→ **What to work on**:
A) From the text on the INSIDE-OUT sound art performance, list each thing it says can be manipulated.
B) Write the next part of the text on the INSIDE-OUT sound art performance, starting after its last sentence.

Inside-Out
INSIDE-OUT, a sound art performance
Introduction booklet:
Documentation
INSIDE- OUT: A Sound Art Performance
Firstly, INSIDE-OUT involves the exteriorization of internal sounds of the human body. Except by nurses and doctors, such sounds are rarely heard, analysed or explored. We generally forget we sound. However, such vibrations may reflect the very meaning of life. The internal rhythm of our body not just influences but is also influenced by our mind. The balance of these forces is directly influent in our daily heath.
Bringing body sounds to our ears may improve our familiarity with ourselves. The inside-out music involves the manipulation of internal body sounds. These sounds are, at the same time, musical material and stimuli for other musical objects.
Bodily Elements
Using breathing techniques, the heartbeat can be speeded up and slowed down. The air that feeds the blood also sounds on its transit from nose to lungs and back. There is a particular harmony between these interdependent sounds. Breathing is easily manipulated but cannot be paused for too long. Heart has a continuous involuntary beat but heartbeat still can be manipulated by breathing. However, it pauses mostly when life ceases.

→ **Data block**:
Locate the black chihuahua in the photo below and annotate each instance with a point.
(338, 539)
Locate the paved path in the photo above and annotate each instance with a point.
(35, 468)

→ **Responses per task**:
A)
- Internal body sounds
- Breathing
- The heartbeat (by breathing)

B)
The throat area, when operated in a very low stimulus can produce rich harmonics that cannot be done loudly – the internal singing. Extremely high-pitched sounds and chords are possible in such singing.
The guts sounds are very difficult to predict or control. Yet, the borborygmi still can be stimulated. For instance, when we are hungry, the activities in the intestines increases and causes sounds by squeezing fluids and gas down to the rectum.
The audio signal of body sounds is used as reference for microcontrollers to drive motors and light bulbs. The motors’ traction is used to play instruments such as gong, berimbau, harp, and percussion effects that, combined with the live body sounds, generate a mantric soundscape which resemble that of shamanistic rituals.
Exteriorisation/Technology
Trying and find a way to amplify body sounds, I have developed a hybrid between a stethoscope and a microphone. INSIDE-OUT has two ‘stethoscopic microphones’ - one attached to my hearth, and the second, to the guts. Breathing sounds and throat singing are captured with a condenser microphone attached to an oxygen mask. The mask works as an acoustic room.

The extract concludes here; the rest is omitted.